Reproduce all records verbatim.

** Exercise data follows **

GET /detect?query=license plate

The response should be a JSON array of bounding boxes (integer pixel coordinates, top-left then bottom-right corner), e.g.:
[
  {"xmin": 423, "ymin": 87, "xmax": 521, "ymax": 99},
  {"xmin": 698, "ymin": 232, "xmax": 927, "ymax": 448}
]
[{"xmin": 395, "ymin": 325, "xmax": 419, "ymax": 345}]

** End of Exercise data **

- Exercise output:
GET /detect?query=license plate

The response should be a JSON array of bounding boxes (integer pixel coordinates, top-left then bottom-right corner), e.g.:
[
  {"xmin": 423, "ymin": 87, "xmax": 521, "ymax": 99},
  {"xmin": 698, "ymin": 232, "xmax": 927, "ymax": 448}
]
[{"xmin": 395, "ymin": 325, "xmax": 419, "ymax": 345}]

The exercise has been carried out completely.